> **PROBLEM TO WORK ON**
Begin at the line that has "Note to the class: identify the soldier's" and stop after the last line of the data. Copy every one of those lines, and shift each coordinate number by -96 while leaving all other text unchanged.

> **Point labeling data**

>>

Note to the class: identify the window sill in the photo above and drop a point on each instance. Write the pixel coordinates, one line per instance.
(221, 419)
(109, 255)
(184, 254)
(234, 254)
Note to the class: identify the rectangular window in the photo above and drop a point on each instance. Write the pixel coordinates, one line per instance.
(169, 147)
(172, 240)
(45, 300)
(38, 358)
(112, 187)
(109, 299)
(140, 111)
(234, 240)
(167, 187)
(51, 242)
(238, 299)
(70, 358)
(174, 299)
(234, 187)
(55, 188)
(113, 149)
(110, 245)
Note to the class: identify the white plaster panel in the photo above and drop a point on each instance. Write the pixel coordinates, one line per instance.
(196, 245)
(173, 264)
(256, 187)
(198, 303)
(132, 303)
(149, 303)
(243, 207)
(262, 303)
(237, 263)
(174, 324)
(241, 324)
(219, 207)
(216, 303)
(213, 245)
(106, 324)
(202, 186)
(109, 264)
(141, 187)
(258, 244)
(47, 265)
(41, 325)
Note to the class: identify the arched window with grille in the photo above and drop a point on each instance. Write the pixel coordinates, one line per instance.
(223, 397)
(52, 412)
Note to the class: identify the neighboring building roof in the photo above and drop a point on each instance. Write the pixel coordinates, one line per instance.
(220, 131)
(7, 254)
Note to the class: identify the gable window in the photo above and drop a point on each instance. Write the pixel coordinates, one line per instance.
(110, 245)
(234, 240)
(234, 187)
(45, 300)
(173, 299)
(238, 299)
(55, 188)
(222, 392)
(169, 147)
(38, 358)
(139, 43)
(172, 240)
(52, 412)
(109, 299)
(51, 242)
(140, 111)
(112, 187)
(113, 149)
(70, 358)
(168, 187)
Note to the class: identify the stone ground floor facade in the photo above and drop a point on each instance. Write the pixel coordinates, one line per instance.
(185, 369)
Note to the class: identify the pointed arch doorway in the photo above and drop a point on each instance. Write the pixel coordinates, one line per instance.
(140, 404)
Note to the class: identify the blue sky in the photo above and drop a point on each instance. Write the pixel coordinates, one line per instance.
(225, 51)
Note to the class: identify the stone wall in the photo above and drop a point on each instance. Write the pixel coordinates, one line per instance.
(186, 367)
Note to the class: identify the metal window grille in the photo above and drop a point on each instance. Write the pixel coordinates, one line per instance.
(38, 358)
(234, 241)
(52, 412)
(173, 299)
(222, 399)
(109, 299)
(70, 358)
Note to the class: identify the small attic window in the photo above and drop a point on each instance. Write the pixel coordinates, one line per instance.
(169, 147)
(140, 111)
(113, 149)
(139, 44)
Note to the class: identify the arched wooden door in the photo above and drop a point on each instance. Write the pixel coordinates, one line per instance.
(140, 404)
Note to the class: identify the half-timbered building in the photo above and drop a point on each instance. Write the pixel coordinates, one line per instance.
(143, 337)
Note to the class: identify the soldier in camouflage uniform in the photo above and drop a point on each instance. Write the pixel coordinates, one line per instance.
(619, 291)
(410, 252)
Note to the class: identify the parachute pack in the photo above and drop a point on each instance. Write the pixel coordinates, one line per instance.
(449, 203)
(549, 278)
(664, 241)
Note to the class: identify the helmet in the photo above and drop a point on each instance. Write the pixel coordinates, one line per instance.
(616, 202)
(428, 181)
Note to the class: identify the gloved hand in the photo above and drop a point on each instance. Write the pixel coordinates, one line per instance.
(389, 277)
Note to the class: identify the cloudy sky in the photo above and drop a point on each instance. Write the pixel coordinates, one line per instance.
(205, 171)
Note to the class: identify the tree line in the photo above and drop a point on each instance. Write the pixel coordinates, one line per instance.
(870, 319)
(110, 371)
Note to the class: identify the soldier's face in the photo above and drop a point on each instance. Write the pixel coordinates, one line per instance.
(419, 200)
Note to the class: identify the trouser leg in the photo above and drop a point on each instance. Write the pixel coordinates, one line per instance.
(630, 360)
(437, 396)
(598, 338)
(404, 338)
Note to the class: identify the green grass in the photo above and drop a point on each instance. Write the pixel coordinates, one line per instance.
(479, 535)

<<

> **FINAL RESULT**
Note to the class: identify the soldier's face in the photo above and drop a point on each instance. Write the pixel coordinates, one line per instance.
(323, 104)
Note to the class: identify the trouser leg in the photo above and drop a point on each instance. Write the pixel coordinates, one line per instance.
(534, 264)
(341, 300)
(502, 242)
(308, 242)
Note to the class: identify the green grass in the photo above and drop a point on each instance. Write the pixel coordinates, one line per instance.
(383, 439)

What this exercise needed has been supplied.